● EXCERPTED TEXT:
------------------------------------
40957 SERVICE DATE – APRIL 25, 2011

EB

 

SURFACE TRANSPORTATION BOARD

 

DECISION

 

Docket No. FD 35388

 

ALLEGHENY VALLEY RAILROAD COMPANY—PETITION FOR DECLARATORY ORDER—WILLIAM FIORE

 

Decided: April 21, 2011

 

Digest: [1] Allegheny Valley Railroad Company submitted a petition asking the Board to open a proceeding to examine the effect of federal law upon a dispute over the ownership and use of property in Pennsylvania. This dispute is currently the subject of a complaint in state court in Pennsylvania. We are denying this petition, as the controversy here involves legal questions of state property law that are best handled by the state court.

 

On July 9, 2010, the Allegheny Valley Railroad Company (AVRR) petitioned the Board to institute a declaratory order proceeding, pursuant to 5 U.S.C. 554(e) and 49 U.S.C. 721, to terminate a controversy or remove uncertainty with respect to AVRR’s possession and right to use a portion of its railroad right-of-way (AVRR right-of-way), which is the subject of a property line dispute between William Fiore (Fiore) and AVRR. AVRR seeks a declaratory order from the Board that the state law claims and the remedies sought in the lawsuit brought by Fiore in the Court of Common Pleas of Allegheny County, Pennsylvania (Pennsylvania State Court)[2] against AVRR on January 27, 2010, are preempted by 49 U.S.C.  10501(b). Fiore filed a reply on July 19, 2010, and AVRR filed a reply to Fiore’s reply on July 28, 2010.[3]

 

In this decision, we deny AVRR’s request for institution of a declaratory order proceeding.
------------------------------------
● RECORD EXCERPTS:

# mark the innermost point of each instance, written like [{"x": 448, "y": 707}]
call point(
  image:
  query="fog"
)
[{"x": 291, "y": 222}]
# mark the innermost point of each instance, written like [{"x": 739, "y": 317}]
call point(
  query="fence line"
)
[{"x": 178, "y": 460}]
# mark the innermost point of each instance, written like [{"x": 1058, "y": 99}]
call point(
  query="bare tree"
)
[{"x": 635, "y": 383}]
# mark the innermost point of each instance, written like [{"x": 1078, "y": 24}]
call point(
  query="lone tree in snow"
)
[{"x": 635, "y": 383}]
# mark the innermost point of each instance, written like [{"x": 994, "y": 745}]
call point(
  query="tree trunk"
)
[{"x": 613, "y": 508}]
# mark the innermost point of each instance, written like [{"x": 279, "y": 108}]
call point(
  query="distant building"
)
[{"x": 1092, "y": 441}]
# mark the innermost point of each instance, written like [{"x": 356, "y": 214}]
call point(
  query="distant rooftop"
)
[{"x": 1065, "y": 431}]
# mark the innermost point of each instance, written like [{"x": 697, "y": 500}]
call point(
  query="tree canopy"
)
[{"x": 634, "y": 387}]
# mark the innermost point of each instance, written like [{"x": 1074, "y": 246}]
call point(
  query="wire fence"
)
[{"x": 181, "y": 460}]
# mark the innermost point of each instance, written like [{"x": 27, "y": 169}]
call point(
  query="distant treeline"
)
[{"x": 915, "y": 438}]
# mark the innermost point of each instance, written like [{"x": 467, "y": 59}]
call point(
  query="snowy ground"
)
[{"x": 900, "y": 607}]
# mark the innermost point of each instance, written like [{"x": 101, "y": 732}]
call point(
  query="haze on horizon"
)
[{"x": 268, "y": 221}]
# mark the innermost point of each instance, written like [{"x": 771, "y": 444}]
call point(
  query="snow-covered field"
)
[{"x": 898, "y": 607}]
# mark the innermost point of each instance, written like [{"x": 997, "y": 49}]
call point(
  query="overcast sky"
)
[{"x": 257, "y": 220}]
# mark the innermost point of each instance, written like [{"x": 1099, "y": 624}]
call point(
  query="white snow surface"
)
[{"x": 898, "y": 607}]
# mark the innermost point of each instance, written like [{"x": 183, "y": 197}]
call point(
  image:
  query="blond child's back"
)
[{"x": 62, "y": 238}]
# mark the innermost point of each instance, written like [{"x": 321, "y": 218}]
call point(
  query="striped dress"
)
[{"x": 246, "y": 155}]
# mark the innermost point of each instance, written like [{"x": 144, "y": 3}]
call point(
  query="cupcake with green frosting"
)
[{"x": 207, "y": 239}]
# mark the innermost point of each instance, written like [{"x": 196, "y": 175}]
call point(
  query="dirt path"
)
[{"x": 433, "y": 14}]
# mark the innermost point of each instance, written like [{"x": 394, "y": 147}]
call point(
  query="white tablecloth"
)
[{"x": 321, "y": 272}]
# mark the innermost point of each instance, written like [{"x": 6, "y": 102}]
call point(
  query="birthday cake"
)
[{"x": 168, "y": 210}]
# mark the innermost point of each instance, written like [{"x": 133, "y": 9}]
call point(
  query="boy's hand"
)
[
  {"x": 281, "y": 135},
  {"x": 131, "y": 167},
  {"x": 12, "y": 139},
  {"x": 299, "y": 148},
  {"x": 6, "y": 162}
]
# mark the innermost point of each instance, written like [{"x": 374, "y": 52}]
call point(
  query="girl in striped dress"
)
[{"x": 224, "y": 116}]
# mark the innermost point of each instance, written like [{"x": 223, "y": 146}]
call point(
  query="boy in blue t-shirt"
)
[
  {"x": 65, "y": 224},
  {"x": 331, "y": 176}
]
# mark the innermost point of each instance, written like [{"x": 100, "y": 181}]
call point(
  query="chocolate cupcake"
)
------------------------------------
● REQUESTS:
1. Pull out every line of the rows above that contains the string "cupcake", matching its case exactly.
2. Take the Allegheny Valley Railroad petition decision further from its last sentence.

● ANSWERS FOR THE EXERCISE:
1.
  query="cupcake with green frosting"
  query="chocolate cupcake"

2.
 

BACKGROUND

 

On August 5, 1997, Fiore bought a parcel of land known as Lot 4B in Allegheny County, Pennsylvania, subject to the AVRR right-of-way permitting railroad use. Conrail had owned and operated the AVRR right-of-way until October 27, 1995, when Conrail conveyed the AVRR right-of-way and other land to AVRR by a quitclaim deed.

 

AVRR claims that it informed Fiore in early 1997 or 1998 that his business operations would encroach upon the AVRR right-of-way, and additionally filed a letter with the city of Penn Hills, Pennsylvania in October 1998, claiming that Fiore’s business operations would encroach upon an Allegheny County Sanitary Authority (ALCOSAN) vault located on the AVRR right-of-way. Fiore disputed AVRR’s claims, and ultimately signed an agreement with ALCOSAN in March 2008, granting ALCOSAN an easement over Lot 4B.

 

In August 2009, Fiore entered into an agreement to sell Lot 4B for $350,000. Fiore claims that this sale agreement was terminated by the potential buyers because of the parties’ dispute involving the AVRR right-of-way. Fiore states that on September 2, 2009, AVRR claimed that it owned in fee simple a portion of Lot 4B. On October 6, 2009, AVRR threatened to construct a fence on Lot 4B enclosing that portion. AVRR claims to have a general warranty deed describing the AVRR right-of-way and conveying fee simple title to land upon which Fiore is purportedly encroaching. While attempting to resolve their dispute, Fiore and AVRR entered into a “standstill” agreement in November 2009, which expired in December 2009. On January 4, 2010, AVRR stated that it would immediately construct a fence enclosing what it claims is its portion of the property. However, pursuant to Fiore’s complaint in Pennsylvania State Court filed shortly thereafter, the parties have stipulated to maintain the status quo while litigation of the state court action proceeds.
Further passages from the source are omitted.